依頼 1
次の文書本文を、一字も変えずにそのまま繰り返してください。

文書本文
==============================
プロデューサーのいい匂いにホイホイ釣られて、アタシはアイドルとかいう謎のお仕事を始めちゃったのだ♪
もちろん、飽きたらすぐにでもサヨナラするつもりだったんだけど。

アイドルのお仕事って、本当に先が読めない! 面白ーい!
人の前で歌うとか踊るとか、握手会とかサイン会とか、研究三昧の人生には縁もゆかりもなかったことばかり。
ただ、本番を成功させるために、念入りな下準備が必要ってことは理解できた。化学の実験と同じだねー♪
トレーナーの指示に従い、一緒に汗だくになってレッスン。
ハァハァ、他の娘達の、汗の匂いもたまらないねぇ。やりすぎると、清良さんに後ろを狙われるのもスリリング!
プロデューサーさんに連れられて、挨拶回り。デキる男のスーツの匂いもいいねぇ。
嗅覚は視覚よりも強し。ンッンー、名言だねこれは♪

まあ、すぐに大仕事が来る魔法なんてないよ、シンデレラの童話じゃないんだから。
最悪、夢が夢で終わることもあるっしょ。
そんな、のんきなアタシは知らなかった。アイドル達の運命を左右する一大イベントが、動き出していたなんて。

「総選挙……44位?」

う~ん。この数字、どう評価すればいいんだろう?
アイドルとして、まだほとんど何もしていないのに、この順位。
いい加減でヘンタイなアタシに、それだけ期待している人がいるってこと?
どこの誰が、どういう理屈で?
化学に例えれば、あるかどうかも実験で確かめられていない物質レベルだよ、アタシ?
==============================
処理対象
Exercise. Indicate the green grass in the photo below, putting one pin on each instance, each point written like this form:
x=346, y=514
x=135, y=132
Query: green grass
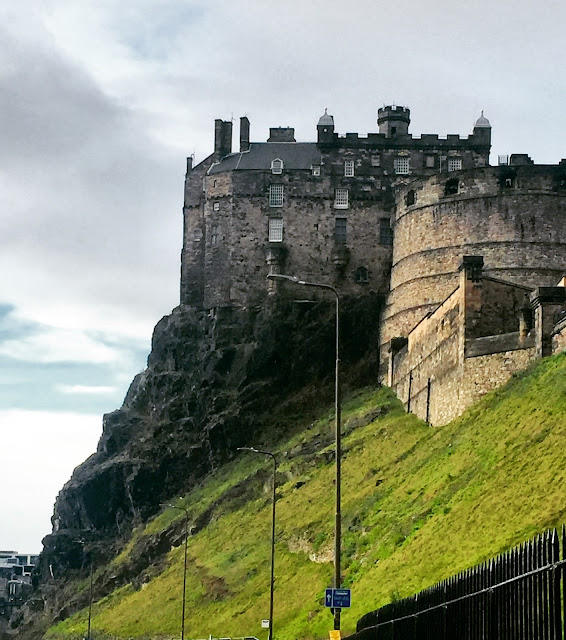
x=419, y=504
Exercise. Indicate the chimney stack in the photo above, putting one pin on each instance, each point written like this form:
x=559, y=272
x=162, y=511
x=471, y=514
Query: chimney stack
x=244, y=134
x=222, y=138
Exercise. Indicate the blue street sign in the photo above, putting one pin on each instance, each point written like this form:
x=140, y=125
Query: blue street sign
x=337, y=598
x=328, y=598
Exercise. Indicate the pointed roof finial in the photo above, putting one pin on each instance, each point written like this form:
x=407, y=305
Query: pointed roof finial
x=482, y=122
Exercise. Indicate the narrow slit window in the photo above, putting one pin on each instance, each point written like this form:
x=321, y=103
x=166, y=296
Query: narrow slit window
x=340, y=230
x=385, y=232
x=277, y=166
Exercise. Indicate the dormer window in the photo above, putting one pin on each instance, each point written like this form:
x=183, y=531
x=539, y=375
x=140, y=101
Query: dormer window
x=454, y=164
x=275, y=195
x=402, y=166
x=275, y=229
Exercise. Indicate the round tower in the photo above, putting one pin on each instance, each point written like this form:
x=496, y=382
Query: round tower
x=482, y=129
x=512, y=216
x=394, y=121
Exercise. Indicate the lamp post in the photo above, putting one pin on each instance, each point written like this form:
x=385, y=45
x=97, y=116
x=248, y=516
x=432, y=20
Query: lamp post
x=272, y=582
x=338, y=430
x=83, y=544
x=172, y=506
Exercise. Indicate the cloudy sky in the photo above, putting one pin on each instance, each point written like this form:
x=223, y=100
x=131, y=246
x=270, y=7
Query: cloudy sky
x=103, y=100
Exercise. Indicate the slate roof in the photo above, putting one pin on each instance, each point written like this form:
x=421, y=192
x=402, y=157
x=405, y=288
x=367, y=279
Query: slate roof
x=295, y=155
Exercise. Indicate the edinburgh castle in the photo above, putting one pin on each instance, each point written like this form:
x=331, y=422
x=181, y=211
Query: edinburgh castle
x=467, y=259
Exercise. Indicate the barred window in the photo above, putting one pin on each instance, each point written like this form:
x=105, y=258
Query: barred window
x=275, y=229
x=275, y=195
x=385, y=232
x=451, y=187
x=340, y=230
x=454, y=164
x=341, y=199
x=401, y=165
x=277, y=166
x=362, y=275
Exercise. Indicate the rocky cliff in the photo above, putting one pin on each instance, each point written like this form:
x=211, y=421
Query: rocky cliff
x=214, y=382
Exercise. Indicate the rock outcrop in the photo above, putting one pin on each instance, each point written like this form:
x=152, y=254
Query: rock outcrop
x=214, y=382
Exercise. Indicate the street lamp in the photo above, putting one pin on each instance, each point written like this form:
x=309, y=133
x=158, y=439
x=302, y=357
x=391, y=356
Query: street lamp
x=83, y=543
x=338, y=429
x=272, y=583
x=172, y=506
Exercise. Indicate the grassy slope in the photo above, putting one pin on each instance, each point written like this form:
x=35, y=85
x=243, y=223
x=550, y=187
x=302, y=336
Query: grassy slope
x=419, y=504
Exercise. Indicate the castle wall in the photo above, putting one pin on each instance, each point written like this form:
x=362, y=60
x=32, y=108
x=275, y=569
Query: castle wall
x=193, y=251
x=469, y=345
x=516, y=223
x=237, y=207
x=559, y=336
x=226, y=250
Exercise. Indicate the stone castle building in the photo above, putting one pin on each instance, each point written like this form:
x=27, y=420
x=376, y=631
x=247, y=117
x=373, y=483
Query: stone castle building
x=456, y=249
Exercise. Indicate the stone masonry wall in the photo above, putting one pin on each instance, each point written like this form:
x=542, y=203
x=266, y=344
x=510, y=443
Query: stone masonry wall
x=237, y=243
x=451, y=359
x=518, y=227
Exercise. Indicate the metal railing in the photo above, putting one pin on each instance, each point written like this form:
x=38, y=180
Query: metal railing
x=518, y=595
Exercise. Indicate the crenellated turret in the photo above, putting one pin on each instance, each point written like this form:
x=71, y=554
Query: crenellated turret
x=394, y=121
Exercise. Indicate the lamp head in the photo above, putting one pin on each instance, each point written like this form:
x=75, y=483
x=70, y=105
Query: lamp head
x=281, y=276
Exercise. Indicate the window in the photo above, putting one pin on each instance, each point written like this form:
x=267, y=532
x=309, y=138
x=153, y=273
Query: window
x=454, y=164
x=275, y=195
x=362, y=275
x=341, y=199
x=385, y=232
x=277, y=166
x=275, y=229
x=340, y=231
x=451, y=187
x=401, y=165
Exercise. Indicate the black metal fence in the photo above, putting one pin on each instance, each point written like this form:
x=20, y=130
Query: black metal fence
x=520, y=595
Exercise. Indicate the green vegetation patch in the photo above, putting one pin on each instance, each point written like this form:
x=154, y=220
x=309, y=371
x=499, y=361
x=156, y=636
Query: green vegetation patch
x=419, y=504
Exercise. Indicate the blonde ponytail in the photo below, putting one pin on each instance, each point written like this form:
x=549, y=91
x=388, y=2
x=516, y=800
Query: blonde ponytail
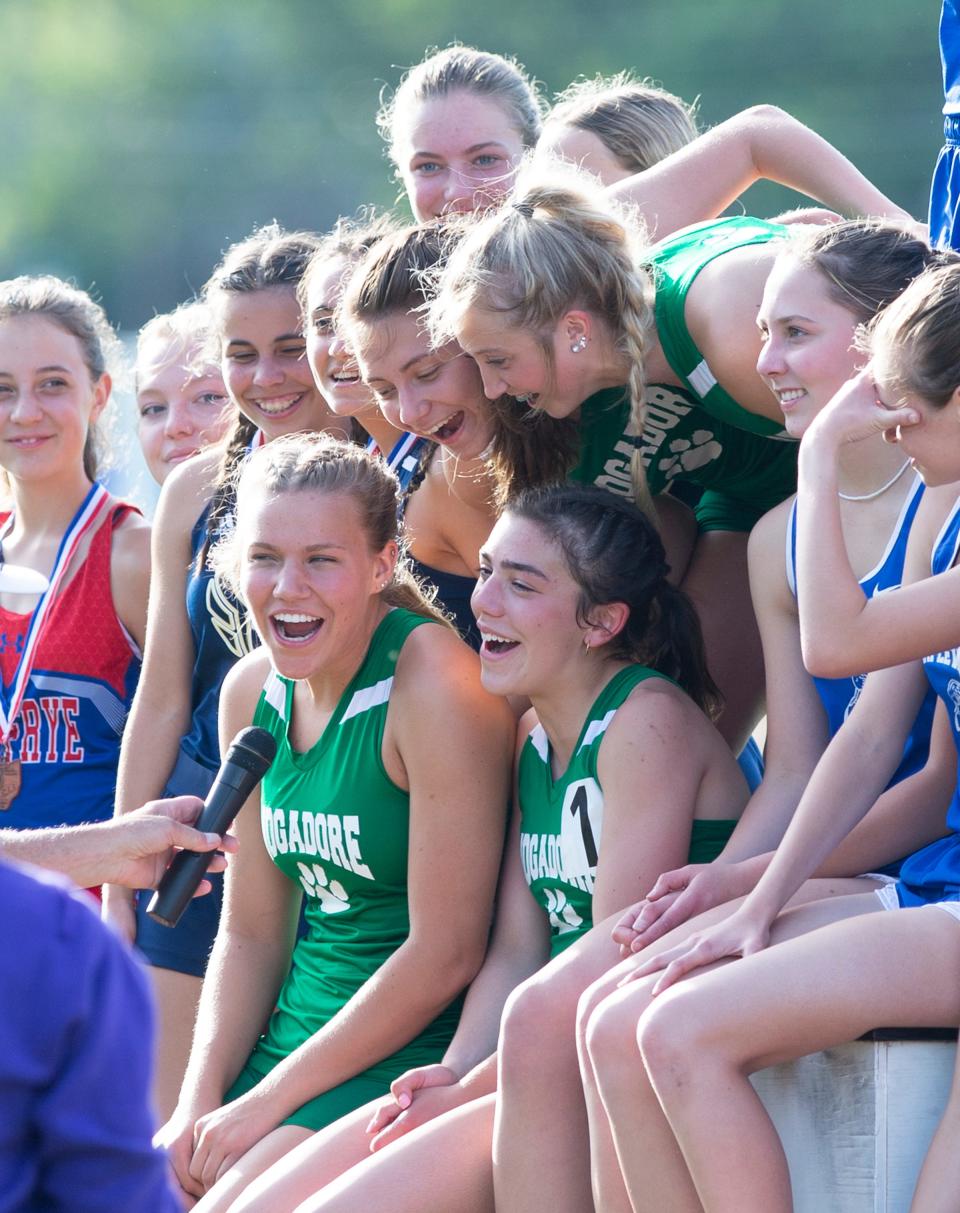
==============================
依頼 2
上の記録の最初の行から始まり「x=222, y=138」を含む行で終わる範囲を、両端の行も含めて、そのとおりに複製してください。それ以外の行は含めず、画像も回答に入れないでください。

回答 1
プロデューサーのいい匂いにホイホイ釣られて、アタシはアイドルとかいう謎のお仕事を始めちゃったのだ♪
もちろん、飽きたらすぐにでもサヨナラするつもりだったんだけど。

アイドルのお仕事って、本当に先が読めない! 面白ーい!
人の前で歌うとか踊るとか、握手会とかサイン会とか、研究三昧の人生には縁もゆかりもなかったことばかり。
ただ、本番を成功させるために、念入りな下準備が必要ってことは理解できた。化学の実験と同じだねー♪
トレーナーの指示に従い、一緒に汗だくになってレッスン。
ハァハァ、他の娘達の、汗の匂いもたまらないねぇ。やりすぎると、清良さんに後ろを狙われるのもスリリング!
プロデューサーさんに連れられて、挨拶回り。デキる男のスーツの匂いもいいねぇ。
嗅覚は視覚よりも強し。ンッンー、名言だねこれは♪

まあ、すぐに大仕事が来る魔法なんてないよ、シンデレラの童話じゃないんだから。
最悪、夢が夢で終わることもあるっしょ。
そんな、のんきなアタシは知らなかった。アイドル達の運命を左右する一大イベントが、動き出していたなんて。

「総選挙……44位?」

う~ん。この数字、どう評価すればいいんだろう?
アイドルとして、まだほとんど何もしていないのに、この順位。
いい加減でヘンタイなアタシに、それだけ期待している人がいるってこと?
どこの誰が、どういう理屈で?
化学に例えれば、あるかどうかも実験で確かめられていない物質レベルだよ、アタシ?

回答 2
Exercise. Indicate the green grass in the photo below, putting one pin on each instance, each point written like this form:
x=346, y=514
x=135, y=132
Query: green grass
x=419, y=504
Exercise. Indicate the chimney stack in the photo above, putting one pin on each instance, each point written like this form:
x=559, y=272
x=162, y=511
x=471, y=514
Query: chimney stack
x=244, y=134
x=222, y=138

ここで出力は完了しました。